* _Text shown_:
Open Galantha opened 1 week ago
That's a big change set, too much to put into a single merge. I suggest I cherry pick the smaller changes (such as missing semicolons) manually and merge them into the current branch, then we can do a fresh compare. Can you explain the differences of the regex flavors you added?
One thing I find problematic at the moment is that for every flavor we are adding new menu items to the search dropdown, it gets very unwieldy, I would rather have a single regex body command and then add the flavors as options somehow - it may mean to modify the (as always single) regex parameter to transport additional switches. Maybe something like this:
body regex - matches - /regular expression/(options)
Examples:
body regex - matches - /regular expression/(html)
body regex - matches - /regular expression/(lines)
I could potentially imagine an additional settings control like this, to add these options and build a regex more easily:
Also I believe the new regex match function are all very similar, I will put the common code into a merged util function so we only have the mime body iterator code once in case it needs fixing later.
Did the first round of changes (mainly formatting, semicolons). Would like to deal with the recursion exception within the function that generates it. Will look at your other PR first
on this topic specifically: https://github.com/RealRaven2000/FiltaQuilla/issues/269#issuecomment-2454620541
I feel that code brings limited value to the thunder bird user. If causing error, limited reason to keep.
With the overflow error: My understanding regular expression .exec will return the same array every time. Feel free to experiment here: https://developer.mozilla.org/en-US/docs/Web/JavaScript/Reference/Global_Objects/RegExp/exec
if we look at the code:
if (reg.global) {
while ((results= reg.exec(msgBody)) !== null) {
txtResults += `Match[${count}]: ${results[0]}\n`;
count++;
}
}
To me it appears nothing increments the while loop.
reg.exec is creating an array off of msgBody. Nothing alters MsgBody.
it is an assignment, results = reg.exec(msgBody), not a boolean
the test itself is did reg.exec(msgBody) assign a value that is !== to results?
{ some code happens }
in the code that happens, nothing happens that might effect what reg.exec will assign next.
infinite loop. txtResults continues to grow until overflow error occurs.
Like I said, first time I have done something like this :). Your welcome to do whatever you would like with it.
To me it appears nothing increments the while loop.
reg.exec is creating an array off of msgBody. Nothing alters MsgBody.
but the Object reg
's state changes. According to to the documentation:
JavaScript RegExp objects are stateful when they have the global or sticky flags set (e.g. /foo/g or /foo/y). They store a lastIndex from the previous match. Using this internally, exec() can be used to iterate over multiple matches in a string of text (with capture groups), as opposed to getting just the matching strings with String.prototype.match().
And:
Finding successive matches If your regular expression uses the g flag, you can use the exec() method multiple times to find successive matches in the same string. When you do so, the search starts at the substring of str specified by the regular expression's lastIndex property (test() will also advance the lastIndex property). Note that the lastIndex property will not be reset when searching a different string, it will start its search at its existing lastIndex.
just tested it, made a new regular expression that append /gi and it lists multiple results. It also explains why it only crashes sometimes.

* _Record list_:
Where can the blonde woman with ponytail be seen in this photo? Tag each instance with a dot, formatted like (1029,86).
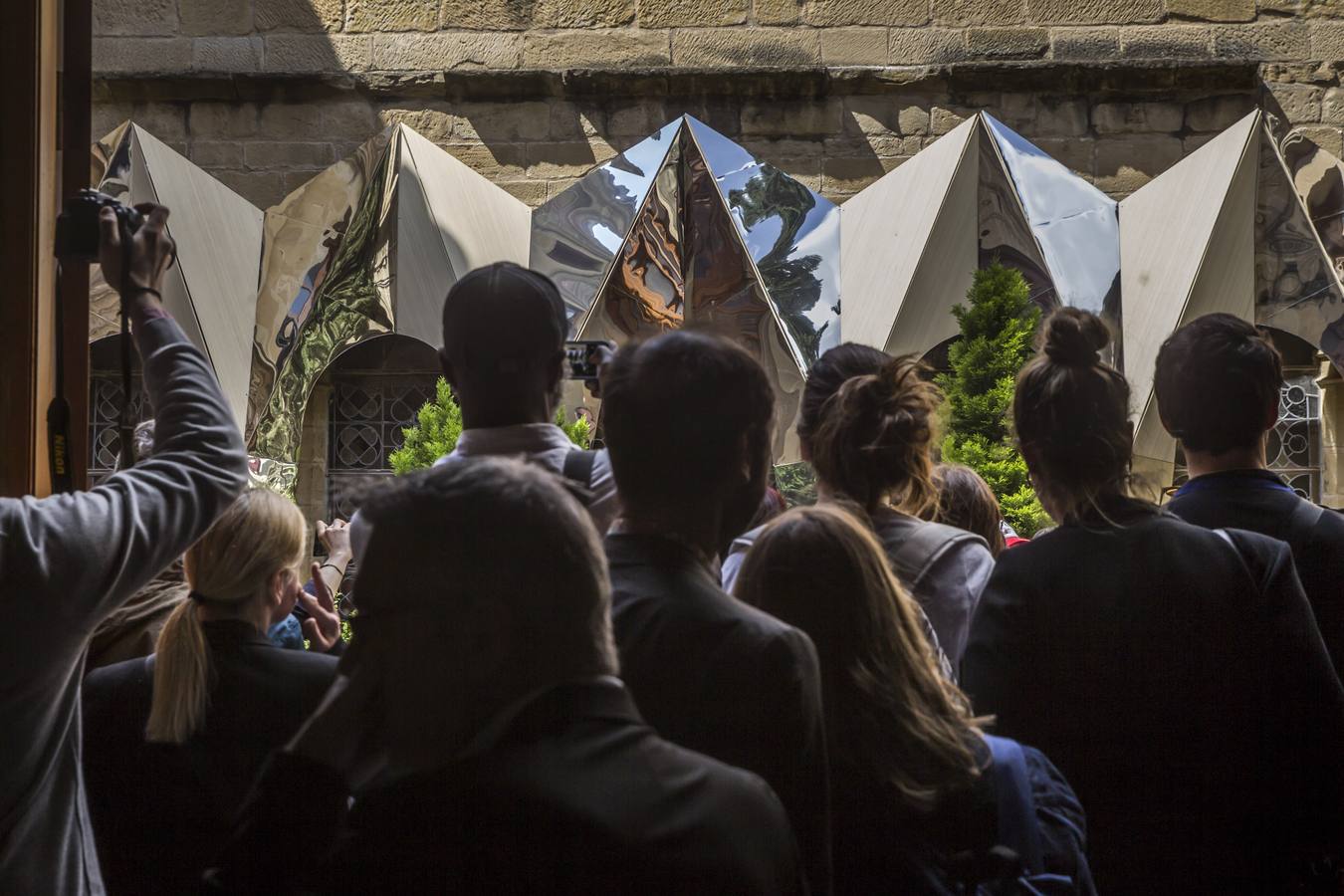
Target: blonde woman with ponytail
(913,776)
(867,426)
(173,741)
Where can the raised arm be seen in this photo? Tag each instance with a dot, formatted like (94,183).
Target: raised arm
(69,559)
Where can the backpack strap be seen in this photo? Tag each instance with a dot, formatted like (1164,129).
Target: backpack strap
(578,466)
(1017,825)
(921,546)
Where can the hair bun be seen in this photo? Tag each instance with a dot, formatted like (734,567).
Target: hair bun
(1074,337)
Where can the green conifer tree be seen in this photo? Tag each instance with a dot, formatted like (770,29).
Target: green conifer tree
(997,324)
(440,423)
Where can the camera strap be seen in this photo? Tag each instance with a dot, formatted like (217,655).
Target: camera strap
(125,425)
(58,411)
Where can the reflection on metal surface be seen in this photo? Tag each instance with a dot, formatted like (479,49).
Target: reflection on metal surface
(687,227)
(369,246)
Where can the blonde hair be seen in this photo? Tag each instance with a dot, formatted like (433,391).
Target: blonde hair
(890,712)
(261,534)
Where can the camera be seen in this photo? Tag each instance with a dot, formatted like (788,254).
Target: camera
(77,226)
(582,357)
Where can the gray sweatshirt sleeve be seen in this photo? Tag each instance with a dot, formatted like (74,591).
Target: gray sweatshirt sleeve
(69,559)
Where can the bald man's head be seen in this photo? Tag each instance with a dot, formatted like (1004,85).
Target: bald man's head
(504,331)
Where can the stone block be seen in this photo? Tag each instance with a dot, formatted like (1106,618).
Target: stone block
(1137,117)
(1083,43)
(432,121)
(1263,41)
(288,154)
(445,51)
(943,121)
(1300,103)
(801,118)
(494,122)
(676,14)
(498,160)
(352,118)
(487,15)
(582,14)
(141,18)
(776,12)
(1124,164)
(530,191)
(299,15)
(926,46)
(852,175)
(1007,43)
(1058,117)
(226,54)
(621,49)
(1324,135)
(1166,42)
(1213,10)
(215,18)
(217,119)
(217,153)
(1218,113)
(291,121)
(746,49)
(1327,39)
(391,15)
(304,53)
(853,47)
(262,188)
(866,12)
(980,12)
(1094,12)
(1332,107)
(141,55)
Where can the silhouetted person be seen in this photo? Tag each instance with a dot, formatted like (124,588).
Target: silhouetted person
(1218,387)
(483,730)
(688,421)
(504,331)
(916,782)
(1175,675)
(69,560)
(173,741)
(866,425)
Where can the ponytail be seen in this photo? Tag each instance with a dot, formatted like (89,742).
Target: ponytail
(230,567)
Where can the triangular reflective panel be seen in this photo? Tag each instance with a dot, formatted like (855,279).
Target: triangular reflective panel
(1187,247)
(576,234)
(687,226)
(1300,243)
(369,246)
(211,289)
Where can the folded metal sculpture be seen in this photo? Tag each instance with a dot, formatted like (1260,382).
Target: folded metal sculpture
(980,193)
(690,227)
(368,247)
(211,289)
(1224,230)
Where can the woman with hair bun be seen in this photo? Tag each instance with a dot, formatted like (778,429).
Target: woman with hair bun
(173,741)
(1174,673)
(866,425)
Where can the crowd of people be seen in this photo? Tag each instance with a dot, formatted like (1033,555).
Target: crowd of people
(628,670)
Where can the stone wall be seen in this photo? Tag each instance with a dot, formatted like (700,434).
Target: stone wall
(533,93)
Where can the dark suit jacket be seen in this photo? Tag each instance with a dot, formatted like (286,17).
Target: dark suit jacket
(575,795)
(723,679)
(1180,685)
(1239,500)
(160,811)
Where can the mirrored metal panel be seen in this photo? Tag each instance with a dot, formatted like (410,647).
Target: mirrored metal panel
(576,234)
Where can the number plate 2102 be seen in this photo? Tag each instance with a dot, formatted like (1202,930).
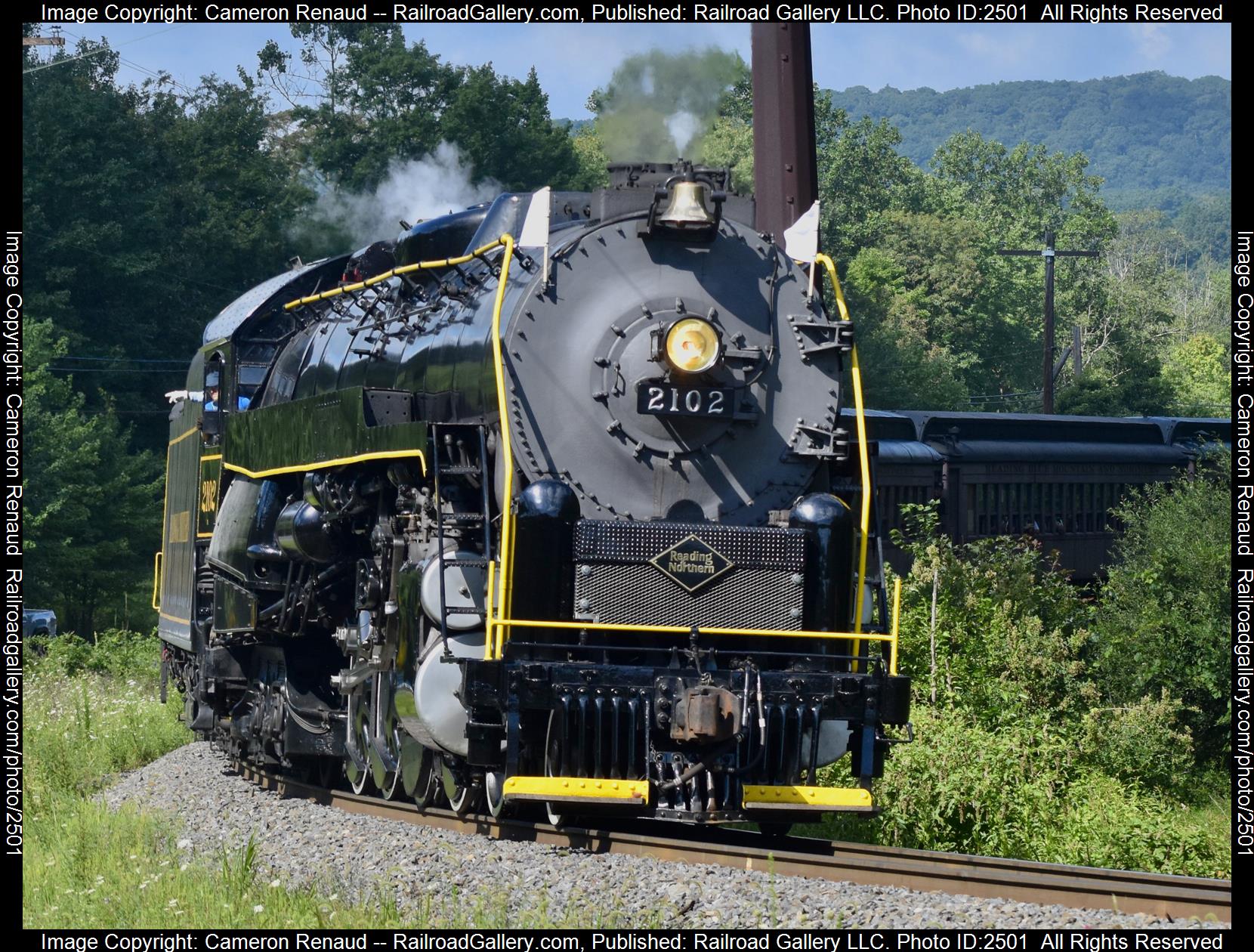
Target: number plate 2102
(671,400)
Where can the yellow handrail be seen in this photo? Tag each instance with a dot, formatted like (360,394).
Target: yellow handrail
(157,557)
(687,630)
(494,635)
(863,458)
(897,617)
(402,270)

---

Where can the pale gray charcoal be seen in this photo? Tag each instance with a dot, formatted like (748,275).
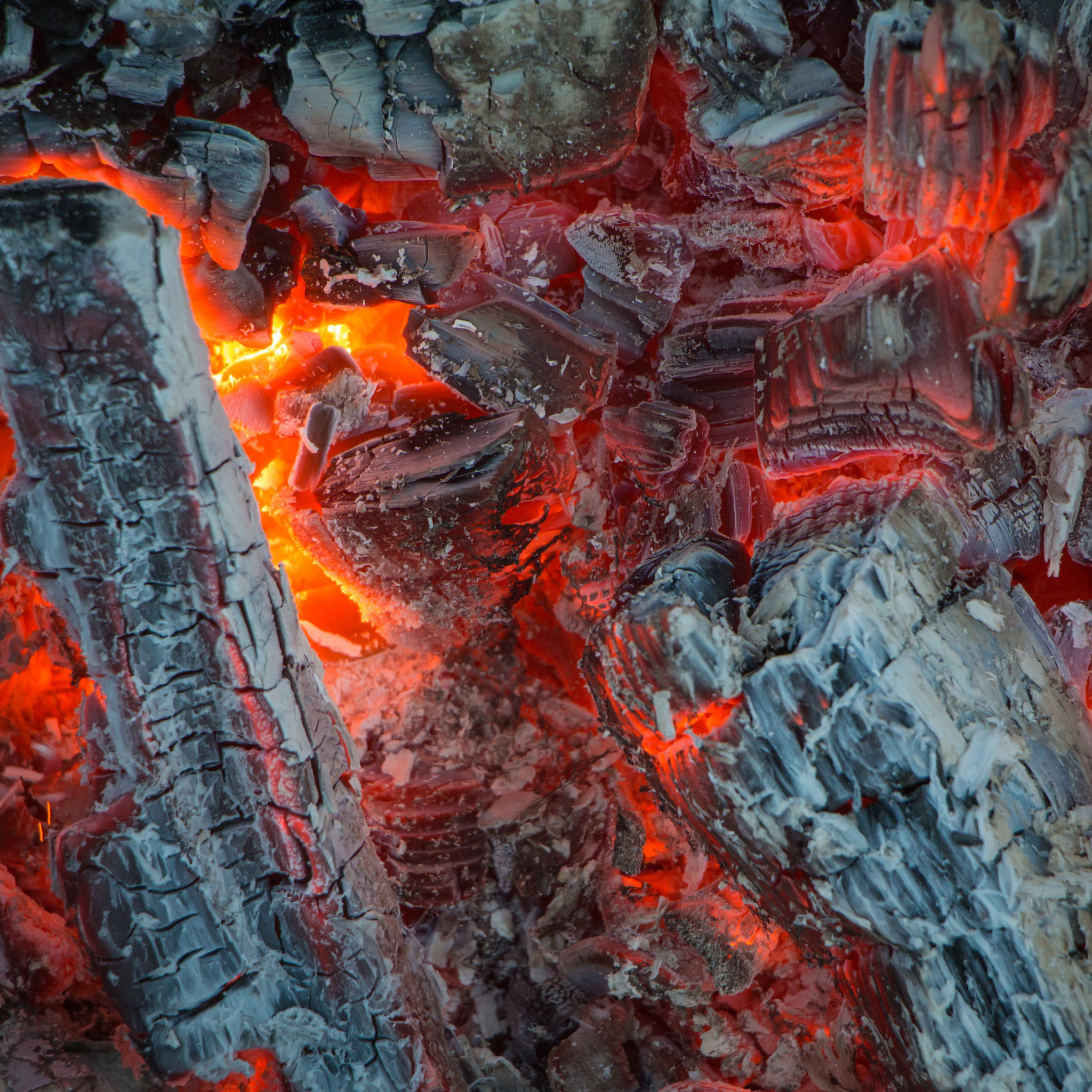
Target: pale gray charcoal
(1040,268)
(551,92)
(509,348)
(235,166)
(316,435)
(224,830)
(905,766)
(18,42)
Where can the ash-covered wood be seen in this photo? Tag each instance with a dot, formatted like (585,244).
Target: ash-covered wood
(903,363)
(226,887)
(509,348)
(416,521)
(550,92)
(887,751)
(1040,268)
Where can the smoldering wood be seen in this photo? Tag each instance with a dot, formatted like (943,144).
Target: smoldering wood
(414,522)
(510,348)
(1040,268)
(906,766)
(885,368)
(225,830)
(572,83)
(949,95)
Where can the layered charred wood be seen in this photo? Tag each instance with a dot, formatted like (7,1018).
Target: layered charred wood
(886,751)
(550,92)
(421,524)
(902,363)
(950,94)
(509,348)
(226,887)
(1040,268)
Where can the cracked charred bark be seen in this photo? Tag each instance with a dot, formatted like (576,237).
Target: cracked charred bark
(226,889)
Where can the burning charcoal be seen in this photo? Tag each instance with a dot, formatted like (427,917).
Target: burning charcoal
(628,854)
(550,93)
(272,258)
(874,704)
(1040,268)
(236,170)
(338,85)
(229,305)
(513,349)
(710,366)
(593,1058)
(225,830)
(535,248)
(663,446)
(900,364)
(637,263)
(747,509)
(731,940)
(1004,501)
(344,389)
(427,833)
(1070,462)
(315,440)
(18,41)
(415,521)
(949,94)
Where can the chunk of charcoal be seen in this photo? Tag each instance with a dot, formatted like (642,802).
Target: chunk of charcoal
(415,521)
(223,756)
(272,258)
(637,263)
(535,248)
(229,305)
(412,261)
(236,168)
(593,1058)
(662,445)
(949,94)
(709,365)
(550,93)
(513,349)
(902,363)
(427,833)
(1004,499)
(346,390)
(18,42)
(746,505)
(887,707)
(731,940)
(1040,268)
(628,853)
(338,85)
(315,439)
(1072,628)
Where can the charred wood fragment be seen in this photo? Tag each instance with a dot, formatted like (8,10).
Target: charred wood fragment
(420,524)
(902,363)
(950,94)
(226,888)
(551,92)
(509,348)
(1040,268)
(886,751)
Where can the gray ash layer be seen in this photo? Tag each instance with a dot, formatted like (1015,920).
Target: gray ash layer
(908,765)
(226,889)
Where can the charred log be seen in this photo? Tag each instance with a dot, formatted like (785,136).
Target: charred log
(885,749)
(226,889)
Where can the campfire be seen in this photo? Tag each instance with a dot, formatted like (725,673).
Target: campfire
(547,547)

--

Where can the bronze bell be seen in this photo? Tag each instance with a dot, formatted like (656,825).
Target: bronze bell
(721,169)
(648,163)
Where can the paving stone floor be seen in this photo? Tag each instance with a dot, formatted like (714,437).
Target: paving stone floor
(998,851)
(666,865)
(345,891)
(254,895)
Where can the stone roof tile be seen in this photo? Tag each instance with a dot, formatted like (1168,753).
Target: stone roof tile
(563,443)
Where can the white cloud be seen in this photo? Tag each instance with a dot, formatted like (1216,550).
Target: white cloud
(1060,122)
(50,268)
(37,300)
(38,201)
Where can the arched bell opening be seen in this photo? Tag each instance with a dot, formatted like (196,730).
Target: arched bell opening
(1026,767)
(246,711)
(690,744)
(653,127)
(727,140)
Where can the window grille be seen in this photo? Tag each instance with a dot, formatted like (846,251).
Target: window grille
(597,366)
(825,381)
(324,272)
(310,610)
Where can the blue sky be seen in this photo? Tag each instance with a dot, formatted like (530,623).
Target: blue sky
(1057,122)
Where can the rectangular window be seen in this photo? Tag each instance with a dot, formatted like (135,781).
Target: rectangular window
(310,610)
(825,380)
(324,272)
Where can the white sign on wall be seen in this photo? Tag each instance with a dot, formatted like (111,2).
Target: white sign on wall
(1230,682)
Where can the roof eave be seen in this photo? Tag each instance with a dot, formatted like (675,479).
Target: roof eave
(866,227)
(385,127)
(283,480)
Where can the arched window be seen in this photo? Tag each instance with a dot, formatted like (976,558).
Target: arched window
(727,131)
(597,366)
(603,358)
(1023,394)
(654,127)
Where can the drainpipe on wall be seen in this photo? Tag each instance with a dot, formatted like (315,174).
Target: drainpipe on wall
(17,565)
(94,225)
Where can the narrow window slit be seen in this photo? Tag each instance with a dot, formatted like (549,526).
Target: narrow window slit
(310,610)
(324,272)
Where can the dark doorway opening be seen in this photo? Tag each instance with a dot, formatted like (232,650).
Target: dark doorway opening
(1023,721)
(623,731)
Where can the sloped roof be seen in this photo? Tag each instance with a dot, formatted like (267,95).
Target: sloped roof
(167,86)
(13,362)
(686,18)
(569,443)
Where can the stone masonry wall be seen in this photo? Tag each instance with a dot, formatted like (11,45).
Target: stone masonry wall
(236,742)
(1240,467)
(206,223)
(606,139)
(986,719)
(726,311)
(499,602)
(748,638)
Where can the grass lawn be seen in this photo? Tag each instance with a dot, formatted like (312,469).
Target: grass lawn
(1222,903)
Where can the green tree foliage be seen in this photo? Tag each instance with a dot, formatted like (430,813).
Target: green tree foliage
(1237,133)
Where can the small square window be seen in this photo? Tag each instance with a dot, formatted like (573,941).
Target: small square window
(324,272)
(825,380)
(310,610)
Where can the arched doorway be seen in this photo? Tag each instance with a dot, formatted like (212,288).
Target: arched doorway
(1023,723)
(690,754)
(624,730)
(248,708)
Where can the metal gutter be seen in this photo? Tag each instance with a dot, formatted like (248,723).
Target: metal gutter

* _To-do list_:
a) Answer these from the regex thread:
(i) What does the thread suggest doing with the smaller changes, such as missing semicolons?
(ii) What problem comes from adding a new regex flavor?
(iii) What do RegExp objects with the global or sticky flag store?
b) In the regex thread, nothing in the while loop changes msgBody. Explain, in one to three sentences, how the loop can still move on to new matches.

* _Task results_:
a)
(i) Cherry pick them by hand and merge them into the current branch.
(ii) Each flavor adds new menu items to the search dropdown, which gets very unwieldy.
(iii) They store a lastIndex from the previous match.

b) The reg object changes its own state: with the global flag set, it keeps a lastIndex from the previous match. Each call to exec() starts searching at that lastIndex, so repeated calls find the next matches in the same string.